▶ _Directions for this task_
Repeat the records below exactly as they appear.

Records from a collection
▬▬▬

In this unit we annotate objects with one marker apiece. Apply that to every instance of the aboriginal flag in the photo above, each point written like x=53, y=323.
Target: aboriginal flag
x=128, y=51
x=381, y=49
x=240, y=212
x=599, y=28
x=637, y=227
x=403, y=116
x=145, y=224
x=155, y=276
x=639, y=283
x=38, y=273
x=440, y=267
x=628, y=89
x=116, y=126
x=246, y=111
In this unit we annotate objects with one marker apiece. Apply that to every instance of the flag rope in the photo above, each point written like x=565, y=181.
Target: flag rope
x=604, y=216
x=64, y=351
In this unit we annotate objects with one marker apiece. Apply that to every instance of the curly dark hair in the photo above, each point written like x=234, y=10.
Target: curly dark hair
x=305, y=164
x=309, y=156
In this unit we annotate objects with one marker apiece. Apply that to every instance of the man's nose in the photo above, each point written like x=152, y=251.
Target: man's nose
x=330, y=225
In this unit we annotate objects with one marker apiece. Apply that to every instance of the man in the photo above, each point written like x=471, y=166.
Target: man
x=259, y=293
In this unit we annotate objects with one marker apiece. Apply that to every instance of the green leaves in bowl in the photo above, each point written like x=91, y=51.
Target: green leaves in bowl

▬▬▬

▶ _Exercise result_
In this unit we annotate objects with one marker apiece. Apply that to every instance of the aboriginal flag in the photo above, each point written like x=53, y=323.
Target: aboriginal flag
x=128, y=51
x=381, y=49
x=240, y=212
x=599, y=28
x=637, y=227
x=403, y=116
x=145, y=224
x=155, y=276
x=639, y=283
x=38, y=273
x=440, y=267
x=628, y=89
x=116, y=126
x=246, y=111
In this unit we annotate objects with one marker apiece. Apply that to every instance of the flag rope in the photo above, each point written like x=565, y=181.
Target: flag rope
x=604, y=216
x=64, y=351
In this unit we annotate objects with one marker apiece. Apply that to every instance of the curly dark hair in the photo above, each point written like x=234, y=10.
Target: curly dark hair
x=305, y=164
x=309, y=156
In this unit we annotate objects with one marker apiece. Apply that to every instance of the man's nose in the photo above, each point written like x=152, y=251.
Target: man's nose
x=330, y=225
In this unit we annotate objects with one marker apiece. Apply that to every instance of the man in the photo above, each point written like x=471, y=166.
Target: man
x=259, y=293
In this unit we annotate objects with one marker apiece. Apply that to every instance of the green leaves in bowl in the photo above, each point written like x=91, y=51.
Target: green leaves in bowl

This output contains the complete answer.